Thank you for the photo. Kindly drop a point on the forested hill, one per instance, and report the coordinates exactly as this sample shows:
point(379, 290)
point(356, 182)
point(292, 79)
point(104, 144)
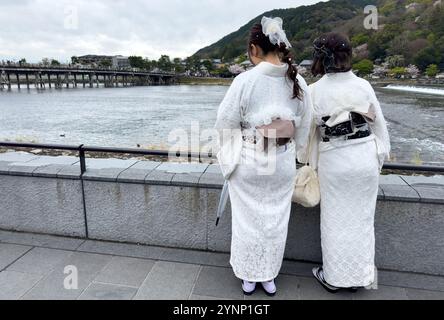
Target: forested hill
point(413, 29)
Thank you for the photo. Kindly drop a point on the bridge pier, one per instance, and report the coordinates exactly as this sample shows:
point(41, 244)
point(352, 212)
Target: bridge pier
point(8, 77)
point(62, 76)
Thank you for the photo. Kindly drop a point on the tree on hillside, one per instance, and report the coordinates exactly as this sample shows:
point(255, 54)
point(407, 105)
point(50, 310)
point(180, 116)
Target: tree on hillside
point(426, 57)
point(105, 63)
point(395, 61)
point(432, 70)
point(364, 67)
point(54, 63)
point(137, 62)
point(164, 63)
point(178, 67)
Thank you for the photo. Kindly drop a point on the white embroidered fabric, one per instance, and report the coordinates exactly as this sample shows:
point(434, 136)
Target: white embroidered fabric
point(261, 204)
point(349, 179)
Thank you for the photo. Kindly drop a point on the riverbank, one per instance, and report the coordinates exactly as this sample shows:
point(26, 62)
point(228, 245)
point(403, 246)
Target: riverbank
point(205, 81)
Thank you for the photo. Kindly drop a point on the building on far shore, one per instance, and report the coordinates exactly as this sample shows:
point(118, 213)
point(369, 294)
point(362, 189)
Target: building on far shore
point(306, 64)
point(92, 60)
point(120, 62)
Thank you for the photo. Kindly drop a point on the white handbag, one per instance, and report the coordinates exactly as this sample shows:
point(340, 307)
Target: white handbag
point(306, 190)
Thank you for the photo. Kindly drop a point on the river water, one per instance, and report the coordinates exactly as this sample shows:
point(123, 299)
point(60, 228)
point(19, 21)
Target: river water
point(127, 117)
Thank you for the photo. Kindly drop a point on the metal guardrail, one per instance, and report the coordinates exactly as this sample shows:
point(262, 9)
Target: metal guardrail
point(82, 150)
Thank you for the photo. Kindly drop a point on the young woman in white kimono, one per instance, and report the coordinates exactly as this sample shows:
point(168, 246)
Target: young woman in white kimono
point(349, 155)
point(261, 167)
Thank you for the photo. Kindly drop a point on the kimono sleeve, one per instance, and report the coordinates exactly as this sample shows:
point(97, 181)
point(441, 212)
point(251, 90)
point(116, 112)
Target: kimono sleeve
point(228, 125)
point(303, 131)
point(230, 110)
point(379, 128)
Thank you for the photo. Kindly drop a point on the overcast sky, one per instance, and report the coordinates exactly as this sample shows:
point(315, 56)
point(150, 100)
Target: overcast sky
point(60, 29)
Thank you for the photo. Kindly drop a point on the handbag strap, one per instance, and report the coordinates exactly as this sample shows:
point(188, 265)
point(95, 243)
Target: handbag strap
point(310, 142)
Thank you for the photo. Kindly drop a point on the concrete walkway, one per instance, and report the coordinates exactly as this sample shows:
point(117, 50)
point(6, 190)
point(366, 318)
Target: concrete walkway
point(32, 267)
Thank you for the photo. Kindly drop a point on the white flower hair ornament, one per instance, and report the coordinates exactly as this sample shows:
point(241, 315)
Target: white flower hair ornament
point(272, 28)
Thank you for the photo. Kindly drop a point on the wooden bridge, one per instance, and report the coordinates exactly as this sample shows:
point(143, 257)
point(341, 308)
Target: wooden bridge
point(60, 77)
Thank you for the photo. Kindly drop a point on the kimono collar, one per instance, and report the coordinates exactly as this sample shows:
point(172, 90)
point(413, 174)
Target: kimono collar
point(273, 70)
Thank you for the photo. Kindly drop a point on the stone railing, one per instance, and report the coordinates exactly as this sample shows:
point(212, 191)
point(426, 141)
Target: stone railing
point(174, 205)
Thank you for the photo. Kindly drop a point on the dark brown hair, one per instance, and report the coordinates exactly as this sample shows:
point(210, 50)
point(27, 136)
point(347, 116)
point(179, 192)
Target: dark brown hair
point(258, 38)
point(332, 53)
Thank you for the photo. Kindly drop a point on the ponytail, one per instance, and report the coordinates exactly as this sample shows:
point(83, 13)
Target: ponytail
__________________________________________________
Within the entries above, work out how many lines contain the word "ponytail". The number alone is the answer.

2